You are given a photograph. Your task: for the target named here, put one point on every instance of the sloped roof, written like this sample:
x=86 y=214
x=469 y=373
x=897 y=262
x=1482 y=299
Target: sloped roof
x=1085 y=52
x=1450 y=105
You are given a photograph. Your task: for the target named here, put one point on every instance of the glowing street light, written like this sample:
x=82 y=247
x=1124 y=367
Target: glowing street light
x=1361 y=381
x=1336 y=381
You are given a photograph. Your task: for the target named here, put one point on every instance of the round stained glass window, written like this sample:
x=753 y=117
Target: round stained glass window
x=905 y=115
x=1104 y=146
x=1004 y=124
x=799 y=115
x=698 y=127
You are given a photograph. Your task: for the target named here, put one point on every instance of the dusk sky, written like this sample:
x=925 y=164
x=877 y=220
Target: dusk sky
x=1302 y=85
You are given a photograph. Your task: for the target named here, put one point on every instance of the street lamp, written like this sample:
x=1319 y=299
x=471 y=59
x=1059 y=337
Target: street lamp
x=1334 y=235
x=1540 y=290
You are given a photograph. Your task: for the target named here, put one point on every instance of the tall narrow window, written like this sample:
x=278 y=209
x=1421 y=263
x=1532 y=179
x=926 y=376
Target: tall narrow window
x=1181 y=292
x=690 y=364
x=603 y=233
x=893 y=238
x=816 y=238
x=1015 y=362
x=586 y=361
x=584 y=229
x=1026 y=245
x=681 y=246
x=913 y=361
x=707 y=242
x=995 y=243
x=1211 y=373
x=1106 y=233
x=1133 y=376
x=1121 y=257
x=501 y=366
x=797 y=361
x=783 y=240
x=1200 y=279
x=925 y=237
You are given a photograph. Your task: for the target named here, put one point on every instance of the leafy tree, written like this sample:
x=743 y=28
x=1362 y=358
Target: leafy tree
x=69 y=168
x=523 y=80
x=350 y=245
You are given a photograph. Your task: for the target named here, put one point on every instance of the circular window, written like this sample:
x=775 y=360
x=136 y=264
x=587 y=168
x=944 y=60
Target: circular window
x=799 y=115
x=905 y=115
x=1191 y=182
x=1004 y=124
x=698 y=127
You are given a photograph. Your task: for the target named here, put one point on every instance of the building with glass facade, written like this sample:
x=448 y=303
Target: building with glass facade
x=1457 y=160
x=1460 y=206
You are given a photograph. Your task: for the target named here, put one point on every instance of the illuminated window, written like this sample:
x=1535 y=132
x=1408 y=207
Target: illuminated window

•••

• [What you have to do]:
Reproduce the entire listing above line for line, with no changes.

• [Solved problem]:
You are given a photograph. Your task: for the target named here, put one point on every instance of the sloped roof, written like this sample:
x=86 y=214
x=469 y=373
x=897 y=262
x=1482 y=299
Target: sloped roof
x=1085 y=52
x=1450 y=105
You are given a photograph. Your task: for the target named here, put one point on every instance of the glowing street light, written like this sample:
x=82 y=247
x=1124 y=367
Target: glowing street light
x=1361 y=381
x=1336 y=381
You are given a photograph. Your task: for the target named here, put one point on every instance of the round stained glass window, written like this sample:
x=753 y=117
Target: round stained glass window
x=905 y=115
x=1104 y=146
x=1004 y=124
x=799 y=115
x=698 y=127
You are given a photograph. Your task: for the target named here, put one point on every instance of the dusk sky, written like this sample:
x=925 y=164
x=877 y=220
Target: dusk sky
x=1302 y=85
You are given a photograph. Your task: for the target named here, put one point on every instance of the street lamp, written like this sample:
x=1319 y=299
x=471 y=59
x=1059 y=337
Target: street lamp
x=1334 y=235
x=1540 y=290
You are given a photograph. Your task: for the target named here, put one point on every instance of the tall narrow window, written like this sample:
x=278 y=209
x=1421 y=263
x=1532 y=179
x=926 y=376
Target: tall narrow window
x=1181 y=292
x=690 y=364
x=603 y=233
x=893 y=238
x=816 y=238
x=1015 y=362
x=586 y=361
x=584 y=229
x=1026 y=245
x=681 y=246
x=913 y=361
x=707 y=242
x=995 y=243
x=1211 y=373
x=1106 y=233
x=1133 y=376
x=1121 y=257
x=501 y=366
x=797 y=361
x=783 y=240
x=1200 y=279
x=925 y=237
You are given a photograph. Your task: for the target named here, put one point on every instance of the leafy tree, written like this sample:
x=743 y=28
x=1362 y=358
Target: leafy tree
x=69 y=168
x=523 y=80
x=350 y=245
You are given a photograph. Your task: for the target named here, put one point on every instance of the circular window, written like this sample:
x=775 y=360
x=136 y=264
x=587 y=168
x=944 y=60
Target: circular window
x=799 y=115
x=905 y=115
x=1191 y=182
x=1004 y=124
x=698 y=127
You are given a photograph. Your task: for the target named here, put one point on every instance of the building with glass facade, written like this sample:
x=448 y=303
Target: building with glass facade
x=1457 y=160
x=1460 y=206
You are given a photograph. Your task: for the target named here, put one point on every instance of the illuminated window, written like this sample:
x=1535 y=132
x=1408 y=207
Target: illuminated window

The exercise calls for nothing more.